- **Exercise prompt**
Show each line of the rows below that contains the string "asphalt", copying every such line in full. Matching is case-sensitive.

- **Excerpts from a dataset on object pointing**
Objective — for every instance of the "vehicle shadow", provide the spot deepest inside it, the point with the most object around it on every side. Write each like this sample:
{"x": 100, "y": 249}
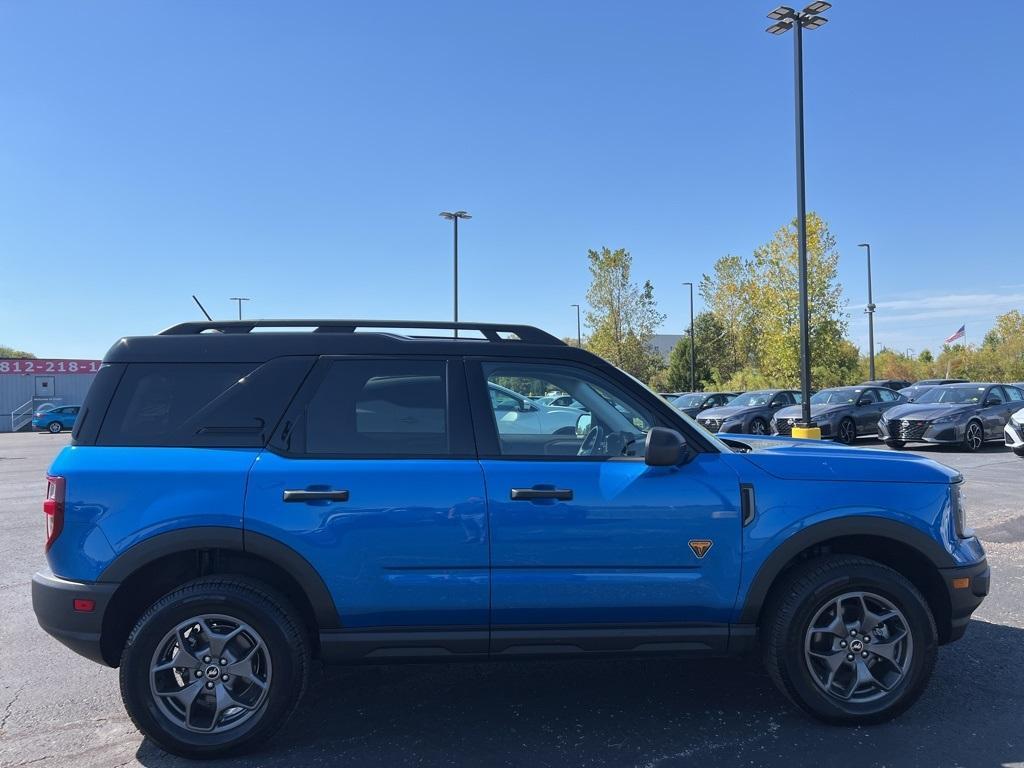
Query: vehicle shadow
{"x": 638, "y": 713}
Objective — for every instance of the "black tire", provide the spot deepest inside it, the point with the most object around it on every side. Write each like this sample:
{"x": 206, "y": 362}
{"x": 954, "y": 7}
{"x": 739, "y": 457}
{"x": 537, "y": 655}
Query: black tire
{"x": 786, "y": 626}
{"x": 972, "y": 443}
{"x": 846, "y": 431}
{"x": 248, "y": 601}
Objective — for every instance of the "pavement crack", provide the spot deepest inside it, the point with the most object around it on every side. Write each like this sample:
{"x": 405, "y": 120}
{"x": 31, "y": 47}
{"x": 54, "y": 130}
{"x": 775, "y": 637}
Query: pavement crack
{"x": 8, "y": 710}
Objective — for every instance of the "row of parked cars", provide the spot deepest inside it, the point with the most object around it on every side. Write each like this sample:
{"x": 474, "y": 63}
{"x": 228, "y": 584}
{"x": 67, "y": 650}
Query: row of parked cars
{"x": 949, "y": 412}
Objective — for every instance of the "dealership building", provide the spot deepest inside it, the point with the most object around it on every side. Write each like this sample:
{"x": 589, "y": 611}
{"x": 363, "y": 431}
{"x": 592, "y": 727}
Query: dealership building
{"x": 27, "y": 384}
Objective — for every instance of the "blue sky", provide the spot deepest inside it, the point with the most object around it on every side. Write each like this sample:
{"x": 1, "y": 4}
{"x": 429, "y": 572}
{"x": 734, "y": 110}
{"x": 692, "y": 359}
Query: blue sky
{"x": 299, "y": 153}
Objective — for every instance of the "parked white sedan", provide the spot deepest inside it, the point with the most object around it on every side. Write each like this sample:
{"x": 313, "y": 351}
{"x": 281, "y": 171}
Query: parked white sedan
{"x": 517, "y": 414}
{"x": 1015, "y": 433}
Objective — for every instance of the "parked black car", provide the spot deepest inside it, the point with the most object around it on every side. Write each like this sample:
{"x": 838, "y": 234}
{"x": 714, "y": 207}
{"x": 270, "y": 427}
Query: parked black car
{"x": 844, "y": 414}
{"x": 692, "y": 403}
{"x": 916, "y": 389}
{"x": 750, "y": 413}
{"x": 967, "y": 415}
{"x": 893, "y": 384}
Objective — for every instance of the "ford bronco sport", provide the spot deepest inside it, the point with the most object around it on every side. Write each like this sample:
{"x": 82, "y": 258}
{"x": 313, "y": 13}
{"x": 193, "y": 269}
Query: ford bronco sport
{"x": 240, "y": 498}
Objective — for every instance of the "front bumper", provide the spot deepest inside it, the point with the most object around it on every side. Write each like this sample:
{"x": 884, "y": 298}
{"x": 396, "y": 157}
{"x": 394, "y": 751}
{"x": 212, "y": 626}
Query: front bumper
{"x": 965, "y": 596}
{"x": 919, "y": 431}
{"x": 1014, "y": 434}
{"x": 53, "y": 600}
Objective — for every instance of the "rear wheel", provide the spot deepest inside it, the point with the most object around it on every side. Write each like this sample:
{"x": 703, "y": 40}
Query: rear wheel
{"x": 847, "y": 432}
{"x": 214, "y": 667}
{"x": 849, "y": 640}
{"x": 974, "y": 436}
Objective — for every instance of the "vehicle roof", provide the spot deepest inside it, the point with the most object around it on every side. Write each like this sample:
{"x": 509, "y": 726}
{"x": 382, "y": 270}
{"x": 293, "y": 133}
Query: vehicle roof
{"x": 247, "y": 341}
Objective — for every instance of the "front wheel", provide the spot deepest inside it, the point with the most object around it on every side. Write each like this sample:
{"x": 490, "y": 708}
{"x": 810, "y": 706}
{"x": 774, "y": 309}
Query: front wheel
{"x": 849, "y": 640}
{"x": 214, "y": 667}
{"x": 974, "y": 437}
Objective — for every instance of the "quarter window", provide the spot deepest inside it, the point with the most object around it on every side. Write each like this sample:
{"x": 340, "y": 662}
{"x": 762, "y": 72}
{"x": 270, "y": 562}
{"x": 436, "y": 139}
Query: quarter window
{"x": 380, "y": 408}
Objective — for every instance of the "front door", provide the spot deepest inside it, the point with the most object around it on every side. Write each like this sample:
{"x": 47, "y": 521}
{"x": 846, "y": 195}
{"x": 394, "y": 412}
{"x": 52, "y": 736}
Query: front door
{"x": 586, "y": 537}
{"x": 374, "y": 480}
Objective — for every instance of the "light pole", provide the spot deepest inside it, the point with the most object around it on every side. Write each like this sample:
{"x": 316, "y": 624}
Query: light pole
{"x": 693, "y": 384}
{"x": 240, "y": 299}
{"x": 454, "y": 217}
{"x": 786, "y": 18}
{"x": 870, "y": 314}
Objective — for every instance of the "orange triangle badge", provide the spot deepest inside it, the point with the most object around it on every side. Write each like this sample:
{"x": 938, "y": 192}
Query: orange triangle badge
{"x": 700, "y": 547}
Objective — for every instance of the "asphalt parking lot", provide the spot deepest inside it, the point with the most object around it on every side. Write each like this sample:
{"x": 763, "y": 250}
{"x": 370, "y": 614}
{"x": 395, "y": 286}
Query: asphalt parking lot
{"x": 59, "y": 710}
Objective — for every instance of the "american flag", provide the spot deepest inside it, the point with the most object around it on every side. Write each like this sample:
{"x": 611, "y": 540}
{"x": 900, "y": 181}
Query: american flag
{"x": 961, "y": 333}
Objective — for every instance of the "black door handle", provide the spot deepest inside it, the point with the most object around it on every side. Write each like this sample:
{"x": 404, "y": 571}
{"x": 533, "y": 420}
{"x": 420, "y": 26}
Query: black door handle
{"x": 528, "y": 495}
{"x": 315, "y": 496}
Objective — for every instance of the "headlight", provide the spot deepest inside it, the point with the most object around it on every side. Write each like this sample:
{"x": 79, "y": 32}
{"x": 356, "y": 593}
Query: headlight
{"x": 958, "y": 511}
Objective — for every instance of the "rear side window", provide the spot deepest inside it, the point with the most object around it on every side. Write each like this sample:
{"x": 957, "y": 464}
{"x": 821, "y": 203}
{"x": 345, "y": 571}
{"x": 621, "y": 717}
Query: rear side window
{"x": 385, "y": 408}
{"x": 215, "y": 404}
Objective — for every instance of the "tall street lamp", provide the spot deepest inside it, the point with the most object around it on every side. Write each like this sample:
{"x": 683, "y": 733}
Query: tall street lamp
{"x": 870, "y": 314}
{"x": 786, "y": 18}
{"x": 239, "y": 299}
{"x": 454, "y": 217}
{"x": 693, "y": 383}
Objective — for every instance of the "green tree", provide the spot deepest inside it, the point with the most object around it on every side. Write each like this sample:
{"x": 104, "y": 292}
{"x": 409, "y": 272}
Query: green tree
{"x": 11, "y": 352}
{"x": 757, "y": 300}
{"x": 623, "y": 314}
{"x": 709, "y": 334}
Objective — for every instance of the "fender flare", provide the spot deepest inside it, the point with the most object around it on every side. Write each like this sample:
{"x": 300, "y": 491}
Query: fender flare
{"x": 237, "y": 540}
{"x": 880, "y": 527}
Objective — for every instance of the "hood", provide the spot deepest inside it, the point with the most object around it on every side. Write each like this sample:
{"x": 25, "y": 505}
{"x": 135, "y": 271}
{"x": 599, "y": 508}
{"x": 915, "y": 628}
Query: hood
{"x": 727, "y": 412}
{"x": 927, "y": 411}
{"x": 812, "y": 460}
{"x": 794, "y": 412}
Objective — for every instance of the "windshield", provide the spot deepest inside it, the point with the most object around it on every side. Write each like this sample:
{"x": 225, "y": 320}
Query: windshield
{"x": 836, "y": 396}
{"x": 710, "y": 436}
{"x": 965, "y": 395}
{"x": 688, "y": 400}
{"x": 751, "y": 398}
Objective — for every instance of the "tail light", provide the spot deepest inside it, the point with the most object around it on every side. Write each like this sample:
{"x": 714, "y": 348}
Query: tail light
{"x": 53, "y": 509}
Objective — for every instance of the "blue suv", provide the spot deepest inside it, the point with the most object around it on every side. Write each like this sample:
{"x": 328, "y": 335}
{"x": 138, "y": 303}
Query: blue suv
{"x": 235, "y": 504}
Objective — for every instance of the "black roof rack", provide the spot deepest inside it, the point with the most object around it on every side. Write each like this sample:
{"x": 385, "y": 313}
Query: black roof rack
{"x": 489, "y": 331}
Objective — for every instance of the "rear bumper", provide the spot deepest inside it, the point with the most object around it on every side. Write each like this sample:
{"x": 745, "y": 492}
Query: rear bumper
{"x": 964, "y": 600}
{"x": 53, "y": 600}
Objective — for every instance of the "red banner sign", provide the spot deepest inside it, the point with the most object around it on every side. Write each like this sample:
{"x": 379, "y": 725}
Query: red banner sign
{"x": 47, "y": 367}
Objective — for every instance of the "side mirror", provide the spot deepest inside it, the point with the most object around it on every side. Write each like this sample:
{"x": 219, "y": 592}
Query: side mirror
{"x": 664, "y": 448}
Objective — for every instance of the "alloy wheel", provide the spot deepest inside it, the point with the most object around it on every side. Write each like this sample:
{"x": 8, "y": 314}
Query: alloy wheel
{"x": 858, "y": 647}
{"x": 210, "y": 674}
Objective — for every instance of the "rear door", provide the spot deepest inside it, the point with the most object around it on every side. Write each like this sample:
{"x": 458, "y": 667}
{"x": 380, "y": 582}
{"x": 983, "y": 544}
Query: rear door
{"x": 373, "y": 478}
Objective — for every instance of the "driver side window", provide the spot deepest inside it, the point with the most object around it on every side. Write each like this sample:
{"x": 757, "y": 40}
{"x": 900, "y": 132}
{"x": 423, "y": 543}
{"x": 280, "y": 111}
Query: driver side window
{"x": 602, "y": 422}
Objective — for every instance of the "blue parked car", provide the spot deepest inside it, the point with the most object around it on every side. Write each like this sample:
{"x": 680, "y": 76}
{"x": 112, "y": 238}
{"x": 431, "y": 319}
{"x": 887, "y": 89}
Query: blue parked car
{"x": 55, "y": 419}
{"x": 237, "y": 504}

- **Answer to the problem**
Objective — for every instance of the "asphalt parking lot", provide the spot deepest inside it, the point with the most object around it on every side. Write each like this sample:
Query: asphalt parking lot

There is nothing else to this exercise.